Tak perlu menunggu sampai semua sirna
Baru berpikir menjadi bermakna
Sebab hidup jadi tak asik
Kalau tertimpa penyesalan menumpuk
Dari banyak berita pembunuhan, pasti ada barang bukti senjata api, benda tajam sampai bubuk beracun. Racunnya pun beragam dengan berbagai dampak. Cepat, perlahan bahkan seketika. Tergantung kekuatan racun itu sendiri.
Tapi pernah dengar enggak racun yang muncul dari sebuah perkataan?
Hmmm, seperti apa yang kata-kata dengan kandungan ‘racun’?
Jujur akupun tak tahu pasti, tapi sempat tawar hati saat mendapat kabar seorang kenalan berpulang akibat tak tahan menghadapi serbuan kata-kata. Tertekan harus menelan semua perkataan beraroma tuduhan, cerca meremehkan dan tentu saja terselip fitnah. Akhirnya berpulang.
Meninggal dalam himpitan perkataan orang dalam lingakaran pertemanan yang ironisnya menyebut diri pelayan Tuhan. Ini pula semakin membuat tawar hati. Tanpa bermaksud menghakimi, namun sekedar bertanya, kira-kira bagaimana ya cara orang melayani Tuhan sementara orang yang ada di dekatnya mendapat ‘siksa’.
Bukankah ada tertulis, “Apa yang kau lakukan untuk saudaraKu yang paling hina ini, kamu melakukannya untuk Aku” (Am 6:1a.4-7; 1Tim 6:11-16; Luk 16:19-31).
Apalagi korban perundungan ini bukan pula seseorang yang paling hina. Tapi pemenang dari sebuah kompetisi seputar komunitas.
Baiklah, supaya ini bukan sebagai tuduhan, apalagi keberpihakan, namun sekadar menggelar fakta bahwa ada orang meninggal akibat sekian lama tertekan mendapat perundungan dari sesama teman dalam lingkungan berlabel pelayanan.
+---+
**Tugas 1:**
Tulis ulang bagian teks tentang racun perkataan dari "Jujur akupun tak" sampai "6:11-16; Luk 16:19-31).", lalu ganti "tawar hati" dengan "kecil hati".
**Tugas 2:**
Teruskan teks tentang racun perkataan itu mulai dari kalimat terakhirnya.

[Cuplikan dari set data]
+---+
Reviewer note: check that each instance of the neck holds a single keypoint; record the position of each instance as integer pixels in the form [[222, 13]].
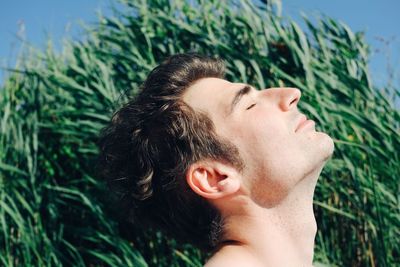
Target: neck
[[282, 235]]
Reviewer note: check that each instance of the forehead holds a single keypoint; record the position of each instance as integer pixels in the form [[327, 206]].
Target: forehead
[[212, 95]]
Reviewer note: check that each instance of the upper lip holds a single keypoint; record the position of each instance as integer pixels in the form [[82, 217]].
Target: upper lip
[[300, 121]]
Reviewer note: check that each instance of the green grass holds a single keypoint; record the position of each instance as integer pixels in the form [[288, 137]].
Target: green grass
[[53, 210]]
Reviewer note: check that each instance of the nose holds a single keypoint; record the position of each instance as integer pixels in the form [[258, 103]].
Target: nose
[[286, 97]]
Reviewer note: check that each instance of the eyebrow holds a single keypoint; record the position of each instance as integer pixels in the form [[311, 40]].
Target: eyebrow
[[238, 96]]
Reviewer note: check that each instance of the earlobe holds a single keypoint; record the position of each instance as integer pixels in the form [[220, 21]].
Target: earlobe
[[212, 181]]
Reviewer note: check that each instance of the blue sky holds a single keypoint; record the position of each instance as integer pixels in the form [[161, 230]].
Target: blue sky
[[36, 21]]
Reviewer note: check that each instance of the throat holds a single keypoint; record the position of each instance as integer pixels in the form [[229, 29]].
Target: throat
[[279, 236]]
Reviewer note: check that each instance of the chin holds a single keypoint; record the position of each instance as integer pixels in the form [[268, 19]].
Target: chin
[[327, 146]]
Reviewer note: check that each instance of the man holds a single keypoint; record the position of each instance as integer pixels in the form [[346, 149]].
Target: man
[[221, 165]]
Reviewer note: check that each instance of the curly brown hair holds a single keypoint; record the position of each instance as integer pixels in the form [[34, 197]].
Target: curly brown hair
[[151, 142]]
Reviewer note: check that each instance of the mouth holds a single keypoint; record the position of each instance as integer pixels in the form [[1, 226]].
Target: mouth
[[303, 122]]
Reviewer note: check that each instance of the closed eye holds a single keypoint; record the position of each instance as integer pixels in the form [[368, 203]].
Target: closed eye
[[251, 106]]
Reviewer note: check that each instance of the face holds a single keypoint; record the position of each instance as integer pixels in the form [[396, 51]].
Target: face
[[264, 125]]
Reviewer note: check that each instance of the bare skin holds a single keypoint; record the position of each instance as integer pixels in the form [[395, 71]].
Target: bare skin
[[267, 206]]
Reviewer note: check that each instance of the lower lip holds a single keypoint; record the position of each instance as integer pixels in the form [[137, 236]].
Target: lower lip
[[306, 124]]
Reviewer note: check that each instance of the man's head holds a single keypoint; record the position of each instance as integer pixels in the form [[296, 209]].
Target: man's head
[[153, 140], [264, 126], [191, 142]]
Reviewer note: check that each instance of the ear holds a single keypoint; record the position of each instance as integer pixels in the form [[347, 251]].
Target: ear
[[212, 180]]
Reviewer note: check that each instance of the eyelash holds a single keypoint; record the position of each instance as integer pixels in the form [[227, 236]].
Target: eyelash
[[251, 106]]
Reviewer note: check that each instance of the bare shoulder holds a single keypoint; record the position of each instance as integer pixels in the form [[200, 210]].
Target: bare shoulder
[[233, 257]]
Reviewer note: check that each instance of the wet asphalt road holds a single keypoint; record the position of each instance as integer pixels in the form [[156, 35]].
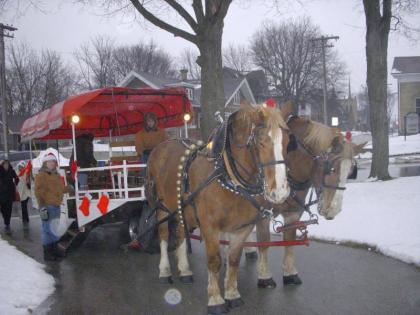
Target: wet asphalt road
[[99, 278]]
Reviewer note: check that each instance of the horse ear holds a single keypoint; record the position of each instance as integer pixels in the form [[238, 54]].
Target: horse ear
[[359, 148], [245, 104], [287, 109]]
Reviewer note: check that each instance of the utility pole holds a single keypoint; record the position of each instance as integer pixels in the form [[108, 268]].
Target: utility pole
[[3, 34], [324, 44]]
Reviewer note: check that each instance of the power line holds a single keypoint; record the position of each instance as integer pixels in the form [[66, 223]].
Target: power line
[[5, 31], [324, 42]]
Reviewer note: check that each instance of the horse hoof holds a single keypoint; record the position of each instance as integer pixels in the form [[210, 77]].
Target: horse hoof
[[292, 280], [217, 309], [186, 279], [266, 283], [251, 256], [165, 280], [234, 303]]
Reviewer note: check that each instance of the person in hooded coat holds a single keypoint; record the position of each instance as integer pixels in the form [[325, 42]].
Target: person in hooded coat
[[24, 189], [8, 182], [49, 192]]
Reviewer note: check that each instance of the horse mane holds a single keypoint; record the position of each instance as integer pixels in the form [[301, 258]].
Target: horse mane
[[272, 117], [320, 137]]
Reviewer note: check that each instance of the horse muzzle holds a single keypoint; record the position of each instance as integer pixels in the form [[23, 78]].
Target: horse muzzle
[[278, 196]]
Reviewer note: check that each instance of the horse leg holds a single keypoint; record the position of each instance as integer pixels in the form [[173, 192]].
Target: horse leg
[[216, 304], [251, 252], [290, 273], [164, 266], [185, 274], [232, 295], [265, 278]]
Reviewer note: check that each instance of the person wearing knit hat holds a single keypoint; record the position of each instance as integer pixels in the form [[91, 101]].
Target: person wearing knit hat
[[49, 191], [24, 189]]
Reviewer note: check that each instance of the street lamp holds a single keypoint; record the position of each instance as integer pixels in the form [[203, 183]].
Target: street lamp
[[75, 119], [187, 117]]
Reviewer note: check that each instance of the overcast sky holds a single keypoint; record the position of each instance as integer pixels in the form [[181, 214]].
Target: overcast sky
[[62, 25]]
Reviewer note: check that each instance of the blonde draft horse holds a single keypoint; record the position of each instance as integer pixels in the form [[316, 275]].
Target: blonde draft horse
[[323, 159], [258, 138]]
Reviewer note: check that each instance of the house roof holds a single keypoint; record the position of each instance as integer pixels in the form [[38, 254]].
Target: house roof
[[231, 84], [409, 64]]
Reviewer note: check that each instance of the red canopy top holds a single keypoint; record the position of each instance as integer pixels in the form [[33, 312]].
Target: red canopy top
[[120, 110]]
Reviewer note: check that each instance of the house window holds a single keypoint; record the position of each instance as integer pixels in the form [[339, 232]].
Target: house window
[[190, 93], [237, 98], [418, 106]]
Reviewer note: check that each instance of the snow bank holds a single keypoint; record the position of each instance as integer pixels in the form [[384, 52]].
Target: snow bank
[[23, 282], [381, 214], [397, 145]]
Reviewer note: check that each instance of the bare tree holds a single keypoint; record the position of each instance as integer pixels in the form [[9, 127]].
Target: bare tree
[[380, 15], [188, 60], [292, 61], [143, 58], [96, 64], [35, 80], [201, 24], [238, 58]]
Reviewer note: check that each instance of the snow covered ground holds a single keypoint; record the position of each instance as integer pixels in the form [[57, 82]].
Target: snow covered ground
[[23, 282], [397, 145], [383, 215]]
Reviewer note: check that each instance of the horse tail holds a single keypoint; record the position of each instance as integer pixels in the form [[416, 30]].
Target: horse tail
[[150, 189]]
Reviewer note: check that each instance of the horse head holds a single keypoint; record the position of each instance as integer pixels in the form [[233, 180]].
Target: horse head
[[334, 157], [262, 137]]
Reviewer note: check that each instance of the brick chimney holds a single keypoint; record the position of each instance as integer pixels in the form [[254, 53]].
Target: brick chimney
[[184, 74]]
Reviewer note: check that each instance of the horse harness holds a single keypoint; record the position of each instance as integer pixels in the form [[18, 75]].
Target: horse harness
[[296, 185], [226, 170]]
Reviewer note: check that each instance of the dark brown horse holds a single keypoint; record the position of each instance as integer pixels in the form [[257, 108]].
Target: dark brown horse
[[252, 162], [323, 159]]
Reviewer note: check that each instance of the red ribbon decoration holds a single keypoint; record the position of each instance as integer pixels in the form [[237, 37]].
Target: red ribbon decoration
[[27, 169], [73, 169]]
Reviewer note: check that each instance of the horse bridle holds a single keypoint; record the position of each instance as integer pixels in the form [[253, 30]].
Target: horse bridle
[[252, 145]]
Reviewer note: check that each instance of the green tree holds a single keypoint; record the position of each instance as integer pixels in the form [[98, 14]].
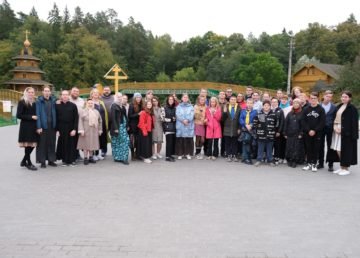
+---+
**Hasil 1:**
Jujur akupun tak tahu pasti, tapi sempat kecil hati saat mendapat kabar seorang kenalan berpulang akibat tak tahan menghadapi serbuan kata-kata. Tertekan harus menelan semua perkataan beraroma tuduhan, cerca meremehkan dan tentu saja terselip fitnah. Akhirnya berpulang.
Meninggal dalam himpitan perkataan orang dalam lingakaran pertemanan yang ironisnya menyebut diri pelayan Tuhan. Ini pula semakin membuat kecil hati. Tanpa bermaksud menghakimi, namun sekedar bertanya, kira-kira bagaimana ya cara orang melayani Tuhan sementara orang yang ada di dekatnya mendapat ‘siksa’.
Bukankah ada tertulis, “Apa yang kau lakukan untuk saudaraKu yang paling hina ini, kamu melakukannya untuk Aku” (Am 6:1a.4-7; 1Tim 6:11-16; Luk 16:19-31).

**Hasil 2:**
Sebutlah bisa jadi memang sudah ada bibit penyakit bersemayan dalam raganya. Sejak lama sedang tidak mengganggu aktifitas. Namun akibat perundungan tak berkesudahan, penyakit yang sesungguhnya lagi bersantai mendadak aktif bahkan menyerang. Lalu selesailah pengembaraannya di jagad ini.
Berawal dari sebuah perlombaan di mana tujuan diselenggarakanpun dalam rangka seru-seruan agar memberi warna dalam aktifitas pelayanan. Ketika juara diumumkan, mulailah kisah terurai. Sang juara mendapat protes atas kelayakannya menerima gelar sebagai pemenang utama. Sederhananya dinilai tidak layak oleh para penonton.
Aahhhhh penontoooon…..! Siapakah gerangan puan? Merasa berhak menjadi penentu atas nasib orang? Sementara di depan sana sudah tersedia juri yang kompeten di bidangnya. Masih pula pakai embel-embel ‘kalimat beracun’ lainnya, “Aaaaahhhh juri kan bisa diatur..! Panitia juga bisalah kerjasama dengan mereka dalam menentukan pemenang.”
Oh tidak….!
Sebegitunya keganasan hasil dari ketidakpuasan sehingga merasa berhak menyerang sang juara yang tidak lain adalah dia yang telah sangat tertekan mendapatkan perundungan sekian lama? Justru dari orang sekitar hingga menutup mata dalam pilu.
Haruskah sebuah perlombaan berujung pertikaian? Bukankah seharusnya berpikir, bahwa dalam setiap pertandingan, semua peserta adalah juara sejati? Sebab mereka telah berani untuk mencoba dan berpartisipasi. Urutan 1,2,3 adalah sebuah kesempatan. Dengan begitu, pertandingan akan jadi ajang pemersatu prestasi tanpa iri hati.
Sudahlah….! Tak perlu mengurai peristiwa demi peristiwa dan pesan-pesan seperti apa yang dia dapat melalui what’s app group, bisik-bisik maupun disampaikan secara terang-terangan.
Intinya, dia telah kembali ke rumah Pencipta. Menelan semua perkataan, menyelesaikan pertarungan tanpa bertarung. Aku bahkan tidak berani menuliskan kata dia pergi dengan tenang.
Masih bergolak di benak, sungguhkan dia pergi dengan tenang menuju keabadian? Atau masih dalam rasa kecewa, sakit, tidak terima, amarah atau sederet rasa tak terperi?
Satu hal yang pasti, dia sekarang sudah tenang, jauh dari gangguan ‘kata-kata beracun’. Yang pergi sudahlah, apapun penyebabnya. Sebagai orang percaya, pasti Tuhan sudah menyiapkan skenario hidup terindah untuknya.
Terbersit sepotong tanya lagi, kira-kira bagaimana ya keadaan para pelontar ‘kata-kata beracun’ tadi? Bukan orang jauh meski tidak juga yang terdekat. Tapi paling tidak selalu bersama dalam banyak aktifitas rohani.
Setelah peristiwa ini.., tenangkah mereka?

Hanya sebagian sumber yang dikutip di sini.